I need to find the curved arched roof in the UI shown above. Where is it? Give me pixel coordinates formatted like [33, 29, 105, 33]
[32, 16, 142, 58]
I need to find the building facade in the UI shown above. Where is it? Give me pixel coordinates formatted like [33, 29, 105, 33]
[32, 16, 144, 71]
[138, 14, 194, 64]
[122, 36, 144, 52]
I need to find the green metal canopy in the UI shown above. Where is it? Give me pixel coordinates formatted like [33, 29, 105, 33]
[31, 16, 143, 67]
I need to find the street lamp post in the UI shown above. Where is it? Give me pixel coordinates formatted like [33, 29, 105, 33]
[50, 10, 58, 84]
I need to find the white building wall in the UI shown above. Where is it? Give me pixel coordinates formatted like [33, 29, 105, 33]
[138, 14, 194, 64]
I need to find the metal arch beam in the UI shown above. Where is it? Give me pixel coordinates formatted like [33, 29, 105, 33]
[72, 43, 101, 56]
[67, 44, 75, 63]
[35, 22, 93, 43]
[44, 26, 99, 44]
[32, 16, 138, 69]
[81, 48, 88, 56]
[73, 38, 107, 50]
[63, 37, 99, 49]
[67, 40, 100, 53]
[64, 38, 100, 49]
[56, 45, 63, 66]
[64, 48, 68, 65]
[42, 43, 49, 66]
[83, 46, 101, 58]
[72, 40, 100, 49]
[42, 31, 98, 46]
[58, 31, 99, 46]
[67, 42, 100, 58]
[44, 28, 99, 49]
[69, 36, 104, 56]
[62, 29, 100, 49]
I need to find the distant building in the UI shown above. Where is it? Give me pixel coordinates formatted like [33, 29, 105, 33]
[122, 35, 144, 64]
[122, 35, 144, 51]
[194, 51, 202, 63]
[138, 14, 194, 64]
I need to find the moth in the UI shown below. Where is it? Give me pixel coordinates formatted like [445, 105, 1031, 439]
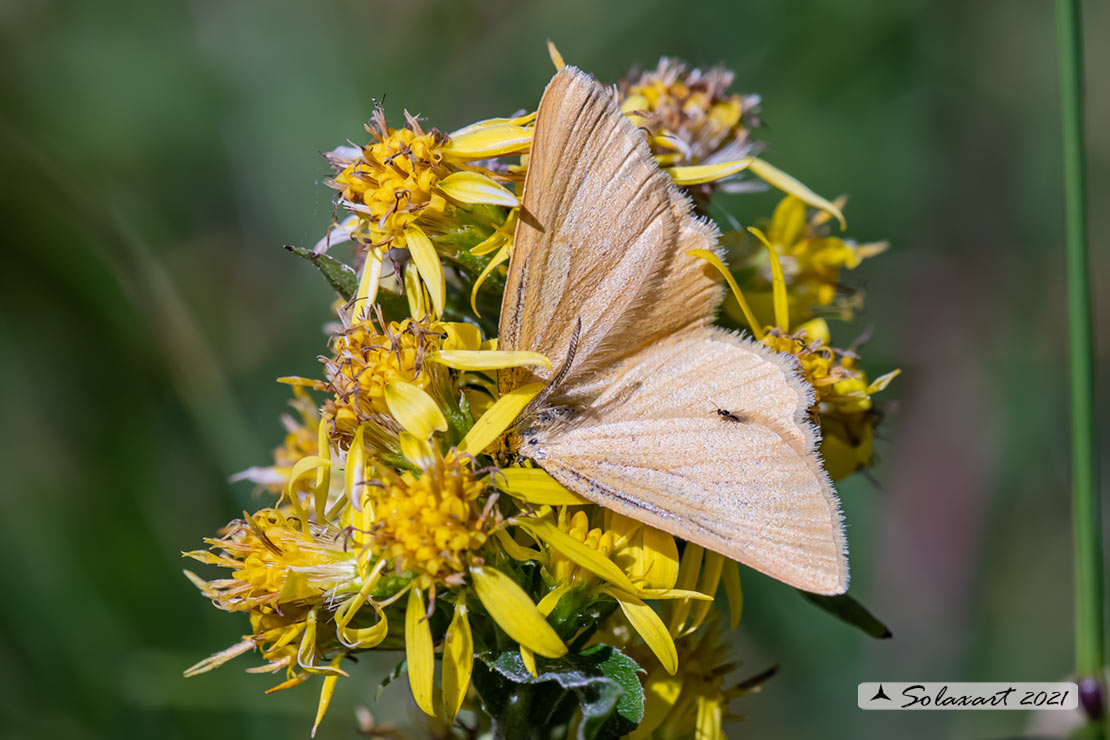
[498, 67, 848, 595]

###

* _Task_: Find the line that contains "I need to find the street" and repeat it, along with every line after it to the end of the data, exactly; drop the pictures.

* _The completed task_:
I need to find the street lamp post in the UI shown above. Where is it? Give me pixel coordinates formatted like [33, 29, 105, 33]
[50, 10, 58, 84]
I need to find the white building wall in the UI shown above. Where is it? Give me pixel coordinates formatted like [33, 29, 105, 33]
[138, 14, 194, 64]
I need to find the metal arch beam in the UI shown above. Where is it? Give me pixel coordinates formatted like [33, 29, 105, 33]
[72, 43, 101, 56]
[67, 44, 75, 63]
[35, 22, 93, 43]
[44, 26, 99, 44]
[32, 16, 138, 69]
[81, 48, 88, 56]
[73, 38, 107, 50]
[63, 37, 99, 49]
[67, 40, 100, 53]
[64, 38, 100, 49]
[56, 45, 63, 66]
[64, 48, 68, 65]
[42, 43, 49, 66]
[83, 46, 101, 58]
[72, 40, 100, 49]
[42, 31, 98, 46]
[58, 31, 99, 46]
[67, 42, 100, 58]
[44, 28, 99, 49]
[69, 36, 104, 56]
[62, 29, 100, 49]
I need to find the distant building in the UI shown above. Where is it? Give me pixel coordinates formatted like [33, 29, 105, 33]
[122, 35, 144, 64]
[122, 35, 144, 51]
[194, 51, 202, 63]
[138, 14, 194, 64]
I need to find the moth in the UI shown below. Where is it? Give me pixel coordinates formatted like [445, 105, 1031, 439]
[498, 67, 848, 595]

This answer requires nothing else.